▸ What is being asked: Whenever a line in the data holds the string "stem", pull that line out.

··· The records

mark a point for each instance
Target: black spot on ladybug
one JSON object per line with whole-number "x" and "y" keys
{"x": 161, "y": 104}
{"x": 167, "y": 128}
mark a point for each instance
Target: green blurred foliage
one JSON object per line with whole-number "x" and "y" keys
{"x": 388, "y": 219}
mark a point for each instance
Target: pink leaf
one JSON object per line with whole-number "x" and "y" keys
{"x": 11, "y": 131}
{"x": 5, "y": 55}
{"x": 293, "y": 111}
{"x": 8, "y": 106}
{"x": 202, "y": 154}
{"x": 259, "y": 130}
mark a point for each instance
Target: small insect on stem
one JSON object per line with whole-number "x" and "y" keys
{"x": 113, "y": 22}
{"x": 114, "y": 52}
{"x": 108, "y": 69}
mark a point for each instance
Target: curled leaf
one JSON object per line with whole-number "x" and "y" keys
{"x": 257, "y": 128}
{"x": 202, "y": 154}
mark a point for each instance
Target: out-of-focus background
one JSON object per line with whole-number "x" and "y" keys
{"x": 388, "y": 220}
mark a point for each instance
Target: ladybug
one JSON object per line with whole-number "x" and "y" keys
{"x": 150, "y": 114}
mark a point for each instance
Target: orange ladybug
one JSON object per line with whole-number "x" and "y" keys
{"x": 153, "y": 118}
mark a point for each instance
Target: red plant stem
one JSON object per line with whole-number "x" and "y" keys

······
··· The records

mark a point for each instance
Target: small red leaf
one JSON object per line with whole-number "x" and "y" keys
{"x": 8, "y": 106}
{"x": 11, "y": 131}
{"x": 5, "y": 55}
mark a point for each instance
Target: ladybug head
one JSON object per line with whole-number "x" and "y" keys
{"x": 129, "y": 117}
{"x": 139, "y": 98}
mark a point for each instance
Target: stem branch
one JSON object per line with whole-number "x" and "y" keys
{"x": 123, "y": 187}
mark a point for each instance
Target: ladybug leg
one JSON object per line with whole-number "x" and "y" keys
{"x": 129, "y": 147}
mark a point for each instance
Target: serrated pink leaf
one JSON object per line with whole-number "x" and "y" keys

······
··· The records

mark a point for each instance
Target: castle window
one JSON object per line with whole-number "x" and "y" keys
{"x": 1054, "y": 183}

······

▸ The answer:
Target: small insect on stem
Target: red plant stem
Target: stem branch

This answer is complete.